Problem requirements> Pull out each line of the material below that contains the string "roadside", and copy those lines in full.

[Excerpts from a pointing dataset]
· · · · · · ·

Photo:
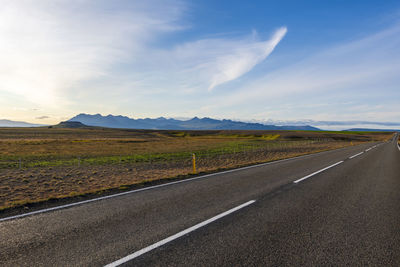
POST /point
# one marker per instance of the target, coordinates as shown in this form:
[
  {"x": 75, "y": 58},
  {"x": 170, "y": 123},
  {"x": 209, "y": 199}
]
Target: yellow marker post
[{"x": 194, "y": 163}]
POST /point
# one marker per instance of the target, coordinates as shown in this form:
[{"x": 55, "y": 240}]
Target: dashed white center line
[
  {"x": 314, "y": 173},
  {"x": 175, "y": 236},
  {"x": 356, "y": 155}
]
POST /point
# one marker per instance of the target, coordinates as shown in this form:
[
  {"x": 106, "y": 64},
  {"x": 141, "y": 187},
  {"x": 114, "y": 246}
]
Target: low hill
[
  {"x": 174, "y": 124},
  {"x": 372, "y": 130},
  {"x": 70, "y": 124}
]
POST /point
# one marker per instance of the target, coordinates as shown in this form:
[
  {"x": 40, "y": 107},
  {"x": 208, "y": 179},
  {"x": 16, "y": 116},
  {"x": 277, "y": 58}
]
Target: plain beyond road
[{"x": 343, "y": 214}]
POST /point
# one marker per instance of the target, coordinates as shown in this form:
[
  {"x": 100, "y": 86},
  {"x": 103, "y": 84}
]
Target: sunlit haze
[{"x": 282, "y": 62}]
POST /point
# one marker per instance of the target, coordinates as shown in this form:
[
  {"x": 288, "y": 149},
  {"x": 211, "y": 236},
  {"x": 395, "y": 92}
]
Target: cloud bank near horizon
[{"x": 54, "y": 54}]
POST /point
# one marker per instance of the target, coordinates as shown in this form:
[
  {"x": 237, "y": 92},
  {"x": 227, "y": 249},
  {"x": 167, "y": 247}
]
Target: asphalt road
[{"x": 333, "y": 208}]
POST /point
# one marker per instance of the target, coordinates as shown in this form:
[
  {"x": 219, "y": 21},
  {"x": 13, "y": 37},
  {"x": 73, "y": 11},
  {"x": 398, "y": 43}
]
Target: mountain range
[{"x": 174, "y": 124}]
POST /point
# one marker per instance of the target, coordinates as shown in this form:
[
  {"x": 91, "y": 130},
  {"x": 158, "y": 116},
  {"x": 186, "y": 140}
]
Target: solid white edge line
[
  {"x": 314, "y": 173},
  {"x": 177, "y": 235},
  {"x": 356, "y": 155},
  {"x": 156, "y": 186},
  {"x": 152, "y": 187}
]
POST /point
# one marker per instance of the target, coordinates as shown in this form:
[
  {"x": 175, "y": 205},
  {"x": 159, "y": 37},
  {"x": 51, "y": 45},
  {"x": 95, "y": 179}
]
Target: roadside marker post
[{"x": 194, "y": 163}]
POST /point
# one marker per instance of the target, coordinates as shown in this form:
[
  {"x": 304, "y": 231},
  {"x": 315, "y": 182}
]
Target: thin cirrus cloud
[
  {"x": 48, "y": 49},
  {"x": 362, "y": 72},
  {"x": 242, "y": 60}
]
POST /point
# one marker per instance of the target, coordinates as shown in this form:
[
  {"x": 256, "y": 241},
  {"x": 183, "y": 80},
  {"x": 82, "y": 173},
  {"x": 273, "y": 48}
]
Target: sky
[{"x": 333, "y": 63}]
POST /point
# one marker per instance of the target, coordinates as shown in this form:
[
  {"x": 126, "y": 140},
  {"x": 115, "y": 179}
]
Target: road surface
[{"x": 335, "y": 208}]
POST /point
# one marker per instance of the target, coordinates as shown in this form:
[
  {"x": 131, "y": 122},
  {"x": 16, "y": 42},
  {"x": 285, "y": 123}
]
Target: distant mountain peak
[{"x": 162, "y": 123}]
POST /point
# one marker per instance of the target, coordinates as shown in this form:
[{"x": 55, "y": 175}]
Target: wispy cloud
[
  {"x": 231, "y": 66},
  {"x": 48, "y": 48},
  {"x": 361, "y": 72},
  {"x": 68, "y": 55}
]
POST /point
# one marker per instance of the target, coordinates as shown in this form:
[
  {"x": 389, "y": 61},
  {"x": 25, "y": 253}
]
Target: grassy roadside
[{"x": 51, "y": 175}]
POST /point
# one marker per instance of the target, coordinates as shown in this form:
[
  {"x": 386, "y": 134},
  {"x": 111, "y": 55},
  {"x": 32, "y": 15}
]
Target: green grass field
[{"x": 37, "y": 164}]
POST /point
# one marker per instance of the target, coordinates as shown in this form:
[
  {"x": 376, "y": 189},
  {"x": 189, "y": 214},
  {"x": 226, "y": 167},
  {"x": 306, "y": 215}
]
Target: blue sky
[{"x": 269, "y": 61}]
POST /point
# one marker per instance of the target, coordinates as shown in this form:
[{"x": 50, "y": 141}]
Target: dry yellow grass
[{"x": 146, "y": 155}]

· · · · · · ·

Problem solution>
Target: roadside marker post
Target: grassy roadside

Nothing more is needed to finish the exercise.